» Tasks for this exercise:
- a) According to the nutrition text, what foods are sources of essential fatty acids?
- b) Write the next part of the nutrition text, picking up right after its last sentence.

» Text for analysis:
====================
Simple Fact #5-You should NEVER be hungry

When you exercise, you should be finishing each session feeling strong and full of energy – actually more than when you started. If you are struggling to finish a workout, you are not taking in enough calories and/or enough carbohydrates (dense breads, fruits and vegetables). Ironically, you burn fat more efficiently when your blood sugars are stable during exercise. If you feel sleepy or sluggish within 20-30 minutes of eating, you may have sensitivity to certain foods types or ingredients. The problem: not consuming enough calories negatively effects the quality of your exercise efforts and limits your ability to burn fat.

Bonus Fact-You should NEVER crave simple sugars

One of the big four indicators of adrenal fatigue are the craving of simple sugars (Note: the other three indicators are night sweats, interrupted sleep and loss of libido all of which will be addressed in another report). This behavior (yes it is a behavior), occurs as a result of low essential fatty acids being consumed in your daily eating. Essential fatty acids (EFA) are sourced from cold water fish, avocadoes and extra virgin olive oil – when your body is low on EFA’s, a negative by-product is the overwhelming cravings for simple sugars. The beauty to consuming cold water fish, avocadoes and extra virgin olive oil is that your body will either use the calories as fuel or pass it as waste – not depositing of body fat! The problem: experiencing adrenal fatigue will cause you to crave simple sugars to the point that it will feel like an addiction.

Building the Perfect Soup

When made with the optimum ingredients, soup can provide carbohydrates, protein, fat, vitamins, minerals and powerful antioxidants to improve your health, wellness and ultimately your performance. The good news is you can make nutritionally dense soup with whatever is in your kitchen and have it ready to consume within 30 minutes. Create your own power soup by following these five steps, choosing among the fresh, frozen, and leftover ingredients you have on hand from the list below:

Step 1: Aromatics

Optimum Choices: onion, garlic, celery, carrots, dried sage, thyme, oregano, bay leaves, rosemary, cumin, cinnamon, chili powder

Health Benefits: they add anti-inflammatory compounds that fight soreness.

Step 2: Liquids

Optimum Choices: vegetables, chicken, beef and fish stock; tomato puree and juice

Health Benefits: liquids keep you hydrated in the winter and relieve congestion

Step 3: Vegetables 

Optimum Choices: kale, carrots, peppers, bok choy, cabbage, tomatoes, mushrooms, squash, broccoli, sweet potatoes

Health Benefits: vegetables are loaded in antioxidant vitamins and minerals

Step 4: Proteins

Optimum Choices: beans (any kind), chicken, beef, fish, shrimp, tofu, edamame, lentils

Health Benefits: lean protein repairs muscles and provides iron – an imperative mineral needed to carry hemoglobin (a carrier for oxygen in the blood)
====================
Stored data:
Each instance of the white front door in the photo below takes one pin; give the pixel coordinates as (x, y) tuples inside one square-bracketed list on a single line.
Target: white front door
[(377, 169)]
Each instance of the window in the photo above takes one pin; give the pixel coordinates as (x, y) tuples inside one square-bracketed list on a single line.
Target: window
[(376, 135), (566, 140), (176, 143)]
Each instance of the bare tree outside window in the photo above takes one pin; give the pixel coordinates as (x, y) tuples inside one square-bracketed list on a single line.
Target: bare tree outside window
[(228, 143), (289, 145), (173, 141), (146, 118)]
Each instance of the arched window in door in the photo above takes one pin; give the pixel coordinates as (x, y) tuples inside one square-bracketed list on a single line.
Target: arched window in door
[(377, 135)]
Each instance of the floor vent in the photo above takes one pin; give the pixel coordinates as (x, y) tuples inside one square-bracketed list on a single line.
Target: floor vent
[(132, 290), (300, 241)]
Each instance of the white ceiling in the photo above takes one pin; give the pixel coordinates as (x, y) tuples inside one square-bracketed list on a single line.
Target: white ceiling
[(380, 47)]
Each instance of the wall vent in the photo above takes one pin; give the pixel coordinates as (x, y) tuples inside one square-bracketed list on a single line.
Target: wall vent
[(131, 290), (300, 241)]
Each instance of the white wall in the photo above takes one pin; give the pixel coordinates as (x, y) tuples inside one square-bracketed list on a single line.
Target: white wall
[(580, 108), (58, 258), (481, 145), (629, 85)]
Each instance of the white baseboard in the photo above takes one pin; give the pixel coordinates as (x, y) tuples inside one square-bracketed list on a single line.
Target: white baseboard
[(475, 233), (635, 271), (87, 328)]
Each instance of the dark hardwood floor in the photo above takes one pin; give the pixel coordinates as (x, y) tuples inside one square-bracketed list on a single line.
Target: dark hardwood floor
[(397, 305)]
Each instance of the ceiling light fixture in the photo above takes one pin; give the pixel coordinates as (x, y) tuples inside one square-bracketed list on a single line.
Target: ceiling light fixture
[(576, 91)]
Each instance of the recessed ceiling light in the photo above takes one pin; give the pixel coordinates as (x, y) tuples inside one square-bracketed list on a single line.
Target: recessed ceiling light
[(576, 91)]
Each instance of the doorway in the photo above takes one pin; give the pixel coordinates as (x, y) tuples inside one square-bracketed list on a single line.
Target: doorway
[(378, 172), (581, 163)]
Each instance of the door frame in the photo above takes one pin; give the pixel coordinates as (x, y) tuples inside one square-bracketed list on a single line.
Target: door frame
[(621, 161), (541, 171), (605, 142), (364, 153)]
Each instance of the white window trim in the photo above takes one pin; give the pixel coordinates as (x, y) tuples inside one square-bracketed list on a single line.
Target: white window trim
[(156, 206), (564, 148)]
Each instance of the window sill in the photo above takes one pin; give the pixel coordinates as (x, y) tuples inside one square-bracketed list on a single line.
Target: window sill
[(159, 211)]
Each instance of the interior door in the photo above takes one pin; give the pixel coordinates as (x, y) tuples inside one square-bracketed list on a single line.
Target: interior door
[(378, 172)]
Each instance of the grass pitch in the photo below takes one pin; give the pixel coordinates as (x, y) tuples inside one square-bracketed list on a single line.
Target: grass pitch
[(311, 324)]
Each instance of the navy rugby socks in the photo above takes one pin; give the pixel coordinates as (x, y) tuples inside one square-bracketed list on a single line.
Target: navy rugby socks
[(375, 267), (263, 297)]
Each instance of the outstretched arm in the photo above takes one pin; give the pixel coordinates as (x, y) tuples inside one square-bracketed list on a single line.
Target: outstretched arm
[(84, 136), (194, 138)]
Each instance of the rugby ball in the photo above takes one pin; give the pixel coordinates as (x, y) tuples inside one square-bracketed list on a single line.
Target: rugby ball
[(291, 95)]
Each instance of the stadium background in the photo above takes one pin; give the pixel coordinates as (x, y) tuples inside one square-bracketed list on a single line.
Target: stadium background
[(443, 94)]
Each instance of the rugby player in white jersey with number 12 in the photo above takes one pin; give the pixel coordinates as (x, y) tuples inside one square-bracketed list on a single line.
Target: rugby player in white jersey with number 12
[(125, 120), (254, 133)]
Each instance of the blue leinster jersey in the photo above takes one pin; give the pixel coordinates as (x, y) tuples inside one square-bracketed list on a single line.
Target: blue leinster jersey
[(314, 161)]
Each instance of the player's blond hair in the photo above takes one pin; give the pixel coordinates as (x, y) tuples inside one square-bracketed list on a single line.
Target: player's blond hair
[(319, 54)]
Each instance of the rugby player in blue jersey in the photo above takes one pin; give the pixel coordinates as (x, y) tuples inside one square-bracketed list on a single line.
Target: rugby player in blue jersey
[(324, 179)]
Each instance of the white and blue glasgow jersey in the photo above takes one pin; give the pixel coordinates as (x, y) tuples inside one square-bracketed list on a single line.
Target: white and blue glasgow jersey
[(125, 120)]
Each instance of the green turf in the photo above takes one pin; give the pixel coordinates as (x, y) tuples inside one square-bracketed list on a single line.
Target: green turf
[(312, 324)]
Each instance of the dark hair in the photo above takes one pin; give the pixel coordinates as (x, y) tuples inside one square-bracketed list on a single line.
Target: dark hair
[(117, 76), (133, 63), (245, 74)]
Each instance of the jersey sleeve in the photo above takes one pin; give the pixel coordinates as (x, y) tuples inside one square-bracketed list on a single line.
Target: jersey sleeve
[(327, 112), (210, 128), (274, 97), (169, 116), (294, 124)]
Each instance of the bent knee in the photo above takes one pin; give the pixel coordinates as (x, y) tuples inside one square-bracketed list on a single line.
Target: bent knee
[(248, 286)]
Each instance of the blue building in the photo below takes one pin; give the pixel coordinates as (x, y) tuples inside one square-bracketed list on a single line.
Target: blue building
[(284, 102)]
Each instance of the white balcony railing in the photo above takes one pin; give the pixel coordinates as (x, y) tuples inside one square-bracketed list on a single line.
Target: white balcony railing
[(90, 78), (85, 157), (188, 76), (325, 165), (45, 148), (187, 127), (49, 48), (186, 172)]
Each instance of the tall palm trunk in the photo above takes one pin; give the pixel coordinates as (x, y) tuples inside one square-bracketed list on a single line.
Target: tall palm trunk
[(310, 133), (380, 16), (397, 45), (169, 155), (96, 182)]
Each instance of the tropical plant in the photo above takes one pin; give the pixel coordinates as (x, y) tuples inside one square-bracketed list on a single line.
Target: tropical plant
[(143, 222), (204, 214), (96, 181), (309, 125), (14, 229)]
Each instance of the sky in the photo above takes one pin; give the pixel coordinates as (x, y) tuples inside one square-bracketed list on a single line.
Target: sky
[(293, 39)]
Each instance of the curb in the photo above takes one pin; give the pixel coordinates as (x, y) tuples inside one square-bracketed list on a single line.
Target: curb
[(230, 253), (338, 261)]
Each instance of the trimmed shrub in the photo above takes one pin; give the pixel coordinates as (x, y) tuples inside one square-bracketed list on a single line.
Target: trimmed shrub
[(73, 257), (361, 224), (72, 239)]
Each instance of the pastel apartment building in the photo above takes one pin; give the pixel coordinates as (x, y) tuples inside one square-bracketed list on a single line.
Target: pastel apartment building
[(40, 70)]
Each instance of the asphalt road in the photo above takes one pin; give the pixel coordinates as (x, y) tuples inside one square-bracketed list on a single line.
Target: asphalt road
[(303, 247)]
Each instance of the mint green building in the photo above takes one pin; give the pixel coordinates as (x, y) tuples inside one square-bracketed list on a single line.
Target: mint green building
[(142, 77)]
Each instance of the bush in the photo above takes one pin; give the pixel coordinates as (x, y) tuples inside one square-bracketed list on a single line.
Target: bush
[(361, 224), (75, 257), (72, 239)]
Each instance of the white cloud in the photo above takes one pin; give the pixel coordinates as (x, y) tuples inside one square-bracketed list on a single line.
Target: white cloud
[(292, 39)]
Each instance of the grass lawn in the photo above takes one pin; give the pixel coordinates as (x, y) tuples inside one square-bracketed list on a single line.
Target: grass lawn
====================
» Results in order:
- a) Cold water fish, avocadoes and extra virgin olive oil.

- b)
Step 5: Carbohydrates

Optimum Choices: cooked whole grains (brown, black or wild rice, faro, quinoa and barley; whole-wheat pasta; potatoes

Health Benefits: carbohydrates replenish depleted stored sugar levels within your liver (to feed the brain) and the muscles (fuel movement), provide B vitamins which are imperative for the production of energy

Top 5 Tips for Eating Healthy on a Budget

Although you know good nutrition is like quality fuel for your car, spending a few extra dollars for high quality fruits and vegetables can be a difficult habit to adopt.  These 5 tips can help meet the needs of both your body and your budget.

  1. Understand & Prioritize Nutrition

How important is good nutrition to your health ? Answering these questions will help you determine how much money you are willing to invest in your food on a weekly basis.  Once you decide that your health is worth investing in, you’re buying and eating habits will change accordingly.

  1. Purchase, Prep & Store Your Food

Set your weekly schedule so that you visit the grocery store on specific days: ideally Tuesday and Friday.  Block out time in your personal schedule to wash, dice and package your food into tupperware or baggies. Write the specific day and whether it is breakfast, lunch or dinner on each package and store in your freezer or refrigerator.  The convenience of grab and go packages will increase your intake of high quality fruits and vegetables by 100%.  It is rarely the lack of desire to eat healthy, but rather convenience that drives you to fast food.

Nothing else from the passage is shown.